- **Problem set**
1 > In the text on the space mission images, where was SOHO assembled before it was shipped to America for launch?
2 > Rewrite the text on the space mission images from "Shot from ESA’s" up to and including "the Martian atmosphere.", using "orbiter" in place of "spacecraft".

- **Excerpted passage**
The image, gathered from European Space Agency’s (ESA) Solar and Heliospheric Observatory (SOHO) midway between the Earth and the Sun, shows particles being ejected from the solar surface. The UK has played a major part in the design, construction, operation and science of the mission. It led the design of the Coronal Diagnostic Spectrometer instrument. SOHO itself was assembled in Portsmouth and then shipped to America for launch.
Shot from ESA’s Venus Express probe, the image shows clouds in the southern hemisphere of the second planet out from Sun. The Venus Express mission was proposed by scientists from Oxford University to study why the planet is so different from our own. After the mission was adopted by the European Space Agency, the UK became involved in five out of the seven instruments on board and continues to help with operating the spacecraft.
Ice within a 35 km wide impact crater on the red planet was photographed by ESA’s Mars Express probe. Mars Express was Europe’s first mission to the red planet, and the UK is involved in three of its six instruments, including the camera, which is revealing breathtaking vistas. The mission also carried the British-built Beagle 2 lander; unfortunately, it did not survive its passage through the Martian atmosphere.
On route to a meeting with the comet Churyumov-Gerasimenko the ESA probe Rosetta had a close encounter with the Lutetia asteroid, located within the asteroid belt between the orbits of Mars and Jupiter. Rosetta came within 500 miles (800km) of the small, diamond-shaped asteroid.
Lit up by the Sun behind, the beautiful icy rings of Saturn were photographed by the Cassini probe. Cassini-Huygens has transformed our understanding of them, discovering new rings and moons. UK universities and industry have contributed to many of the instruments on both parts of the mission (see below).
In 2005 ESA’s Huygens probe parachuted through the atmosphere of Saturn’s largest moon to land on Titan’s surface. The Open University led the Huygens Surface Science Package, which included a British-built sensor that became the first part of Huygens to touch the surface of Titan. The image captured on the stamp was taken on the way to this historic encounter.

- **Information**

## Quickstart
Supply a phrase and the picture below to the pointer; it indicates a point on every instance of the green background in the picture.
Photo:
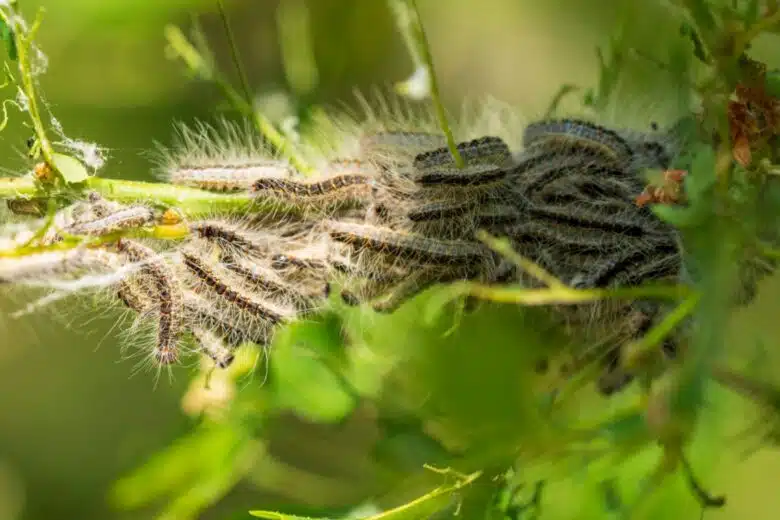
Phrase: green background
(72, 419)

- **Per-task outputs**
1 > Portsmouth

2 >
Shot from ESA’s Venus Express probe, the image shows clouds in the southern hemisphere of the second planet out from Sun. The Venus Express mission was proposed by scientists from Oxford University to study why the planet is so different from our own. After the mission was adopted by the European Space Agency, the UK became involved in five out of the seven instruments on board and continues to help with operating the orbiter.
Ice within a 35 km wide impact crater on the red planet was photographed by ESA’s Mars Express probe. Mars Express was Europe’s first mission to the red planet, and the UK is involved in three of its six instruments, including the camera, which is revealing breathtaking vistas. The mission also carried the British-built Beagle 2 lander; unfortunately, it did not survive its passage through the Martian atmosphere.